◆ **WHAT THE TASK REQUIRES**: Rewrite the records from the line with "Task: point out each instance of the overhead" through the end of the records, replacing "elevated roadway" with "raised roadway" and keeping everything else unchanged. Leave the pictures out of your answer.

◆ **GIVEN INFORMATION**:
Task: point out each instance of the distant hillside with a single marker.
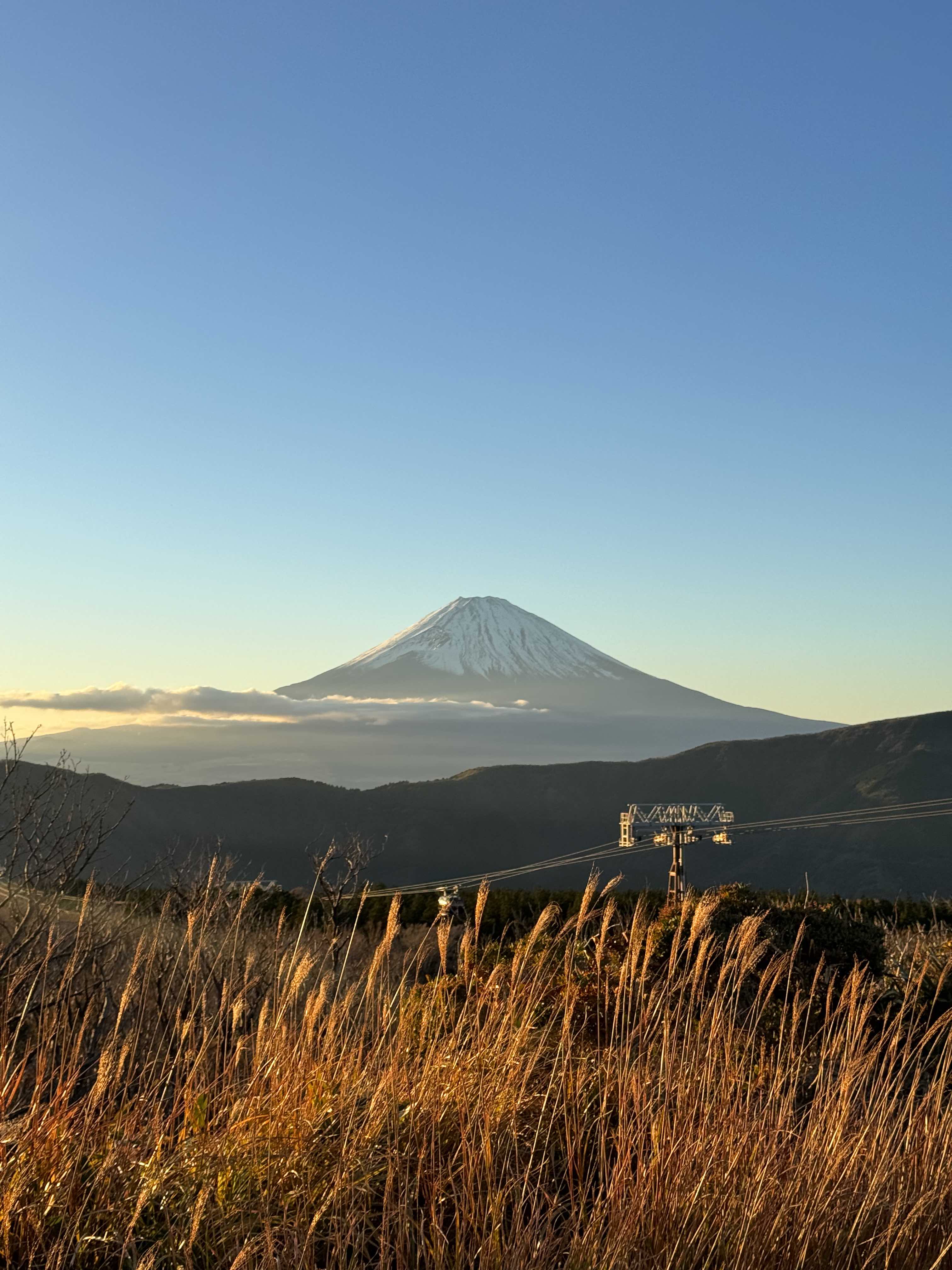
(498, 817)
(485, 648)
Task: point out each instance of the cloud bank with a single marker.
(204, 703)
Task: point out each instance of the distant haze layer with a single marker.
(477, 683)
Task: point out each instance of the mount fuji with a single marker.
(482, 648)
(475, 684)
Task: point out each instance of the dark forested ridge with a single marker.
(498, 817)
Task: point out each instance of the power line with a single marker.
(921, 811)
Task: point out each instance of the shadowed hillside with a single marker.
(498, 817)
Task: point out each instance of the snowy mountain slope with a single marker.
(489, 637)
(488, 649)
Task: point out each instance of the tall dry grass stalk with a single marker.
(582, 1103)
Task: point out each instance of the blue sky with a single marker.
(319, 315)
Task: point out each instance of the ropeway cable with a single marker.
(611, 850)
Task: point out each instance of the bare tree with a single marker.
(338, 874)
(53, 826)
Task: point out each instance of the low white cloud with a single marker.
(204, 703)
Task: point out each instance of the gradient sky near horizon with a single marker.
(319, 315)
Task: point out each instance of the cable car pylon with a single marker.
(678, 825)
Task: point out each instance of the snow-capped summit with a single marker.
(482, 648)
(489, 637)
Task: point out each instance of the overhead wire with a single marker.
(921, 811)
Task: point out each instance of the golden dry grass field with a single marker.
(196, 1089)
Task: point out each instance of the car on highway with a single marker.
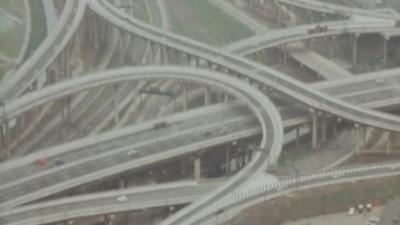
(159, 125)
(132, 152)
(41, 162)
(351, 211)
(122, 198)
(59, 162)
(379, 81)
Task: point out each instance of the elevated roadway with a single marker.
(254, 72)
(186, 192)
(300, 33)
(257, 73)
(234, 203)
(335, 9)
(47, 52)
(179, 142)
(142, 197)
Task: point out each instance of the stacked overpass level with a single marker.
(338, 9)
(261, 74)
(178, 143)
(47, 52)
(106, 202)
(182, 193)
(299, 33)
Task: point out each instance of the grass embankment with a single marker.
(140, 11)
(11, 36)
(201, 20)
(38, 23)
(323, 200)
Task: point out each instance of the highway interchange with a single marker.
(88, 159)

◆ **REPLY**:
Task: point out each instance of the overhead wire with a single marker.
(921, 811)
Task: point out each instance of the golden dry grass field with a single marker.
(196, 1089)
Task: point out each instance of the car on highway with a single marker.
(159, 125)
(132, 152)
(41, 162)
(351, 211)
(122, 198)
(59, 162)
(379, 81)
Task: point out each instance of the raised roadway with a single marker.
(254, 72)
(186, 192)
(300, 33)
(257, 73)
(234, 203)
(335, 9)
(47, 52)
(179, 142)
(142, 197)
Task: point out each instance of the stacked overpass level with a single marker.
(338, 9)
(261, 74)
(178, 143)
(47, 52)
(106, 202)
(182, 193)
(299, 33)
Task: point out each instance of the grass embankment with a single marker.
(140, 11)
(11, 36)
(201, 20)
(38, 23)
(323, 200)
Task: point out each instance of the highway interchange with a single marker.
(88, 159)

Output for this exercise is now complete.